Work to complete =>
Extract the records below word for word and ignore the images.

### Rows ###

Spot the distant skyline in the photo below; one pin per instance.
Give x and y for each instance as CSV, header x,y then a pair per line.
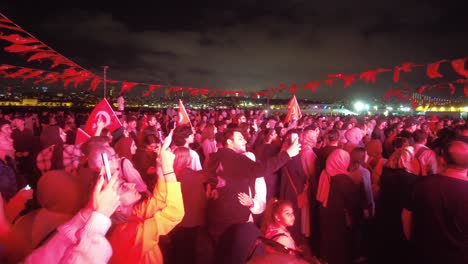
x,y
250,45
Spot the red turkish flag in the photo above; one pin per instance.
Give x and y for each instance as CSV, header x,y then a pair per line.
x,y
328,82
16,48
42,55
17,39
452,88
311,85
349,79
6,67
94,84
33,74
432,70
293,89
459,67
102,111
81,136
183,116
294,111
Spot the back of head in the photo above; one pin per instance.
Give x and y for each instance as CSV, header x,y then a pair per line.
x,y
455,154
229,134
400,142
374,148
180,134
93,142
182,159
354,135
358,155
94,157
333,135
50,135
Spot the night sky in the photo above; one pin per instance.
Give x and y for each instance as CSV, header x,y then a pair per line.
x,y
251,45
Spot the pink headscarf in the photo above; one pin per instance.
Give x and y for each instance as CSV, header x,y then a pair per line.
x,y
337,163
404,159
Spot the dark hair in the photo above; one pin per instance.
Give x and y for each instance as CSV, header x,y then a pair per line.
x,y
455,155
399,142
358,156
229,134
150,139
180,135
130,119
182,159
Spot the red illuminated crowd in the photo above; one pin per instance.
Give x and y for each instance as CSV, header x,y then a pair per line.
x,y
233,186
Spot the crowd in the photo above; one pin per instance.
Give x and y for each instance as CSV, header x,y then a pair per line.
x,y
233,187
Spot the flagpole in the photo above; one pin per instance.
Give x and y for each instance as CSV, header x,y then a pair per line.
x,y
105,82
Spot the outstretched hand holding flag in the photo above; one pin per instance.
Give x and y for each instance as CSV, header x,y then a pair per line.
x,y
183,116
102,113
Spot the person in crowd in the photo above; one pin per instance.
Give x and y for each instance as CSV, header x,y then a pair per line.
x,y
24,145
140,222
409,127
82,239
378,132
353,139
126,147
145,159
56,155
229,173
60,196
425,156
299,180
269,148
9,181
256,203
208,140
339,209
187,235
435,219
183,135
153,127
396,184
278,217
375,164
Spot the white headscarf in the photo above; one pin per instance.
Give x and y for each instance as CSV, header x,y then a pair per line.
x,y
337,163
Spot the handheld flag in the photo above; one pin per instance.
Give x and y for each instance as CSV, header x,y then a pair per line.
x,y
294,112
81,136
104,112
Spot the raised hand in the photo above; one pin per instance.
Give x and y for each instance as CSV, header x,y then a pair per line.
x,y
167,157
105,199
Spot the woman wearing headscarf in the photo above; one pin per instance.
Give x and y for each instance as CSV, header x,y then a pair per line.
x,y
340,206
396,183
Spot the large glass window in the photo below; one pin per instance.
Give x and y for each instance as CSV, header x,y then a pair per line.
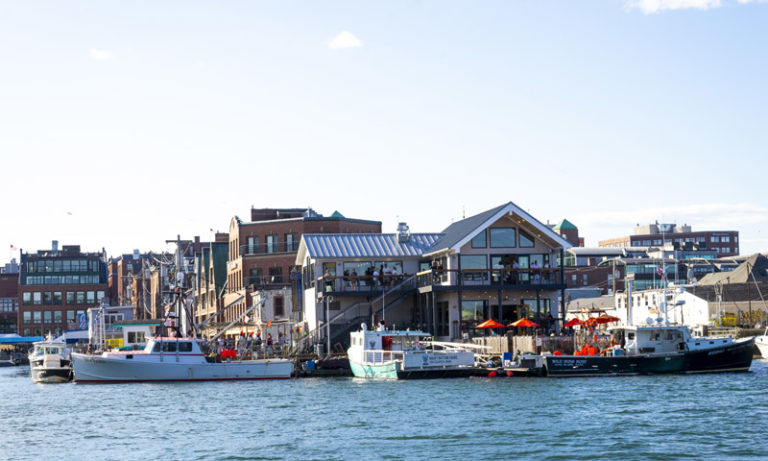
x,y
480,240
474,311
474,267
526,241
503,237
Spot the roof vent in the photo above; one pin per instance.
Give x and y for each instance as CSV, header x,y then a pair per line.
x,y
403,233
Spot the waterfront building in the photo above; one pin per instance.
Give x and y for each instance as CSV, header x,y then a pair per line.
x,y
9,302
682,238
57,286
501,264
262,254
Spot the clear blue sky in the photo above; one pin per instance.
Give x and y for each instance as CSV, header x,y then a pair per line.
x,y
123,124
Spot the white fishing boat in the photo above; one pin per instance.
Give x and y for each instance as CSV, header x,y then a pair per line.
x,y
173,359
404,354
50,361
762,343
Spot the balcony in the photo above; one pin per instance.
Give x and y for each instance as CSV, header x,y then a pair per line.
x,y
510,279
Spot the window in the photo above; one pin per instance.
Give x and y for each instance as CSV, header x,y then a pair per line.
x,y
526,241
275,275
291,242
503,237
474,267
480,240
136,337
278,305
253,245
272,244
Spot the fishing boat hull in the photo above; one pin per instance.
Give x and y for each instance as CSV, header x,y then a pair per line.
x,y
99,369
736,356
395,370
762,345
49,375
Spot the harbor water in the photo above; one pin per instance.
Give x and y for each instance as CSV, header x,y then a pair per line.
x,y
710,416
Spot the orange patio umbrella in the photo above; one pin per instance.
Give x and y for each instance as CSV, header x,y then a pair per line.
x,y
490,324
523,323
572,323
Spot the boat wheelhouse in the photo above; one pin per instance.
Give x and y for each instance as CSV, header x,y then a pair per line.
x,y
50,362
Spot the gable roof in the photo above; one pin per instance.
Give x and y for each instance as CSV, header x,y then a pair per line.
x,y
331,246
564,224
755,268
459,233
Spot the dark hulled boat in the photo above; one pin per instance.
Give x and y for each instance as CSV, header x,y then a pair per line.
x,y
654,350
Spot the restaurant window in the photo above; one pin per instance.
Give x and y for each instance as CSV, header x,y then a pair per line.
x,y
502,237
480,240
474,267
278,305
526,241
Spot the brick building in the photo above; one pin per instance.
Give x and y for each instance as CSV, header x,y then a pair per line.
x,y
262,253
9,302
723,243
57,285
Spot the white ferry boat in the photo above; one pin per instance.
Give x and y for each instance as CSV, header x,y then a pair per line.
x,y
50,362
173,359
402,354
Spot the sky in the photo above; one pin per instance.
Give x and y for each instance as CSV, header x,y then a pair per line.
x,y
125,124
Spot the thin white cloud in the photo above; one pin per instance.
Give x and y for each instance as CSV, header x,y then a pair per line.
x,y
100,55
344,40
707,216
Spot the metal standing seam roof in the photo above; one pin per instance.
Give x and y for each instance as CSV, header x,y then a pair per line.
x,y
324,246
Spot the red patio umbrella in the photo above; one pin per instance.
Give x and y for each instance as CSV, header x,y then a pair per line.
x,y
490,324
572,323
523,323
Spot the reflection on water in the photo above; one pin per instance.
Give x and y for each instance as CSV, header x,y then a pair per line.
x,y
718,416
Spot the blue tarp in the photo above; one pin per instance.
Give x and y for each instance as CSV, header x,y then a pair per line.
x,y
16,339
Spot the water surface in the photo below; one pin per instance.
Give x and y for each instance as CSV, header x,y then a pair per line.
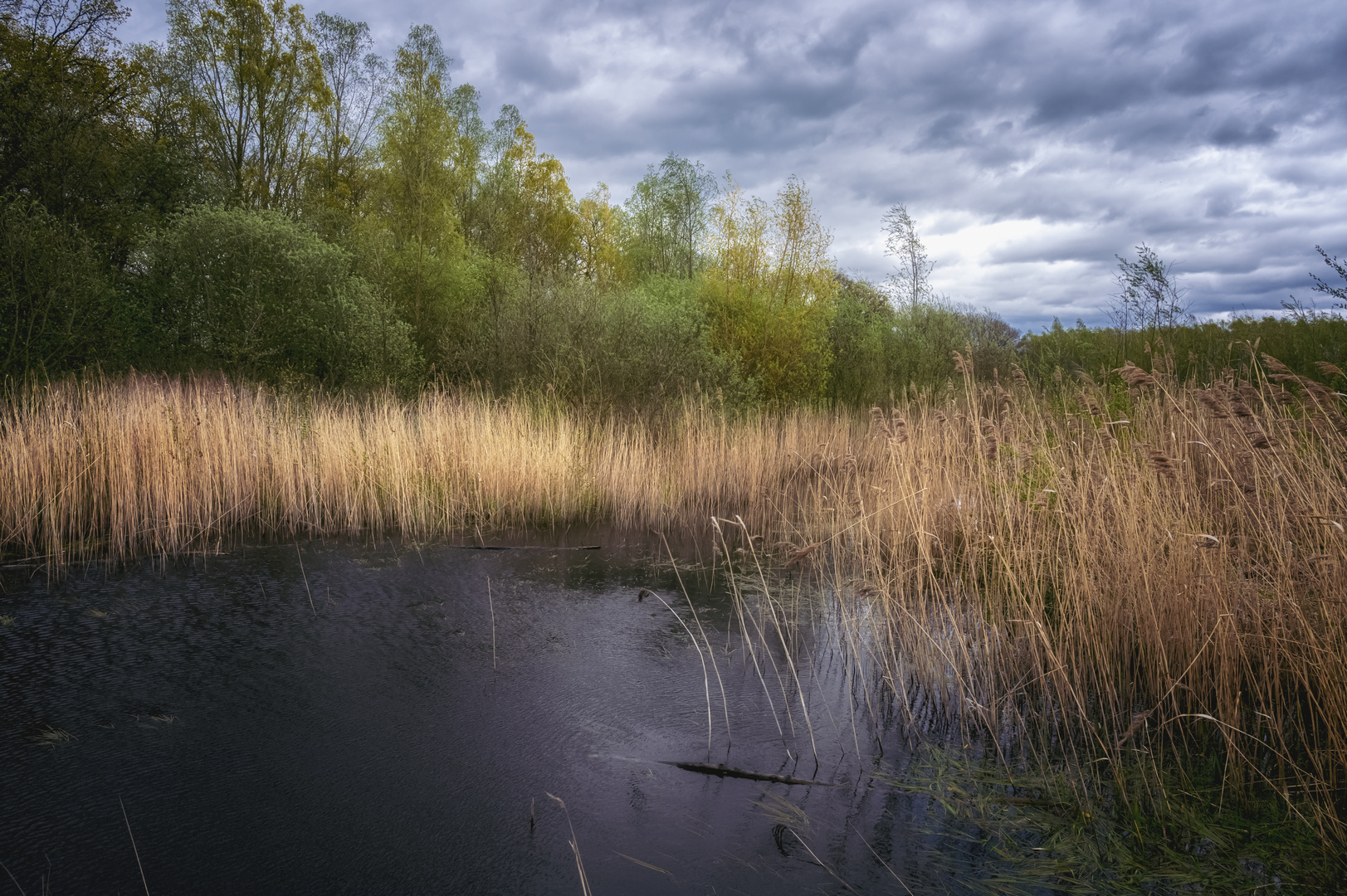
x,y
387,718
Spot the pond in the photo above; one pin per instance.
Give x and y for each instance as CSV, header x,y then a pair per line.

###

Correct result =>
Spot the distant skyline in the photo below; one pin per instance.
Give x and y for each instance as CSV, header x,y then a pair per line.
x,y
250,45
Spot the red turkish flag in the photo above; one pin per instance.
Give x and y for each instance as CSV, header x,y then a pair per line.
x,y
328,82
16,48
42,55
17,39
452,88
311,85
349,79
6,67
94,84
33,74
432,70
293,89
459,67
102,111
81,136
183,116
294,111
Spot the back of head in the photo above; one pin per instance.
Give x and y for each instance as CSV, header x,y then a pair per line.
x,y
455,154
229,134
400,142
374,148
180,134
93,142
182,159
354,135
358,155
94,157
333,135
50,135
Spot the night sky in the photo above; one pin per instance.
Give x and y for each instance as CSV, header x,y then a pair per line.
x,y
251,45
Spot the pink headscarf in the photo above; one pin per instance.
Give x and y for each instance as CSV, header x,y then a pair per line.
x,y
337,163
404,159
Spot the dark hair in the photo above; one pin per instance.
Give x and y for each instance as CSV, header x,y then a pair per line.
x,y
455,155
399,142
358,156
229,134
150,139
180,135
130,119
182,159
Spot the red illuminated crowd in the photo above; one pin per instance.
Give x and y for each instance as CSV, header x,y then a pair per line.
x,y
233,186
Spot the crowd in the photo above; one pin per instance.
Give x and y for each instance as CSV, header x,y then a pair per line.
x,y
233,187
Spot the flagpole in the photo above; one pin per instance.
Give x and y for each instance as CSV, header x,y then a pair per line.
x,y
105,82
Spot the outstretched hand holding flag in the photo above; one pin per instance.
Give x and y for each instance as CSV, header x,y then a pair per line.
x,y
183,116
102,113
Spot the person in crowd in the photo above; one pin per instance.
Give x and y for each instance as CSV, header x,y then a pair per line.
x,y
24,145
140,222
409,127
82,239
378,132
353,139
126,147
145,159
56,155
229,173
60,196
425,156
299,180
269,148
9,181
256,203
208,140
339,209
187,235
435,219
183,135
153,127
396,184
278,217
375,164
Spot the white headscarf in the photo above; one pin per instance.
Give x and y for each instance as CSV, header x,y then a pair per line.
x,y
337,163
Spot the handheld flag in the photo above; one pin per instance.
Give x and y for each instance as CSV, header x,y then a pair per line.
x,y
294,112
81,136
104,112
Spot the raised hand in the photo above; one pin per instance.
Give x and y for each instance as CSV, header x,y then a pair per line.
x,y
167,157
105,199
Spot the woman wearing headscarf in the photo above; one pin per instance.
Give x and y for each instance as CSV, header x,y then a pair per line.
x,y
340,206
396,183
Spot the large glass window in the photo below; one pin per instance.
Give x and y for each instance as CSV, header x,y then a pair per line.
x,y
480,240
474,311
474,267
526,241
503,237
Spot the roof vent in the photo above; one pin per instance.
Give x and y for each instance as CSV, header x,y then a pair per line.
x,y
403,233
Spot the waterfront building in the photo above; one pin per instance.
Give x and y for each instance as CSV, header x,y then a pair per line.
x,y
9,302
682,238
57,286
501,264
262,254
Spot the clear blue sky in the photo above; one pin per instance.
Give x and y for each instance as CSV, header x,y then a pair per line.
x,y
123,124
Spot the white fishing boat in the photo above; one pin per instance.
Give x and y for each instance as CSV, header x,y then a pair per line.
x,y
173,359
404,354
50,361
762,343
Spot the balcony in the photo above; one pin per instance.
Give x and y for each instance as CSV, header x,y then a pair per line.
x,y
510,279
Spot the window in the photo above; one pin per instance.
Give x and y for each instance as CSV, header x,y then a pair per line.
x,y
526,241
275,275
291,242
503,237
474,267
480,240
136,337
278,305
253,245
272,244
Spot the fishing boat hull in the photo above; one pin per instance.
Give x and y for each instance as CSV, header x,y then a pair per line.
x,y
99,369
736,356
395,370
762,345
49,375
Spot the harbor water in the photo above; one pin per instance.
Give x and y for each instance as CSV, header x,y then a pair per line.
x,y
710,416
Spot the orange patio umbrella in the photo above; one pin per instance.
Give x and y for each instance as CSV, header x,y then a pair per line.
x,y
490,324
523,323
572,323
Spot the boat wheelhouse in the photo above; one pin per instance.
Give x and y for each instance as CSV, header x,y then a pair per line.
x,y
50,362
Spot the gable roof in the photo above; one pin per instance.
Give x and y for each instance as CSV, header x,y then a pair per line.
x,y
331,246
564,224
755,268
459,233
Spot the dark hulled boat in the photo above; one pin per instance.
Give x and y for each instance as CSV, header x,y then a pair per line.
x,y
654,350
Spot the restaurant window in the photo above; one pin per instance.
Give x and y for each instance as CSV, header x,y then a pair per line.
x,y
502,237
480,240
474,267
278,305
526,241
Spot the brick building in the photo above; one pin per instance.
Give x and y for each instance as CSV, header x,y then a pair per line.
x,y
262,253
9,302
723,243
57,285
Spot the white ferry boat in the photo above; one pin per instance.
Give x and y for each instance as CSV, header x,y then a pair per line.
x,y
50,362
173,359
402,354
Spot the sky in the photo above; one pin per instance.
Give x and y for each instance as CSV, header x,y then a pair per line.
x,y
125,124
Spot the thin white cloud in the photo above; one pin per instance.
Give x and y for each instance as CSV, header x,y then a pair per line.
x,y
100,55
344,40
707,216
Spot the metal standing seam roof in the photo above; one pin per instance.
Give x and y for each instance as CSV, header x,y then a pair per line.
x,y
324,246
Spot the red patio umbrella in the photo above; one pin per instance.
Give x and y for each instance as CSV, header x,y then a pair per line.
x,y
490,324
572,323
523,323
Spot the reflection on water in the photo above; one pin per instance.
Give x and y for each instance as CSV, header x,y then a pair per line.
x,y
718,416
Spot the blue tarp in the photo above; one pin per instance.
Give x and y for each instance as CSV, header x,y then a pair per line.
x,y
16,339
Spot the water surface in the photo below; one pin per instance.
Give x and y for each instance as CSV, header x,y then a pair per line.
x,y
387,718
Spot the pond in the photo above; one pin per instance.
Give x and y for each instance as CSV, header x,y then a pair per line.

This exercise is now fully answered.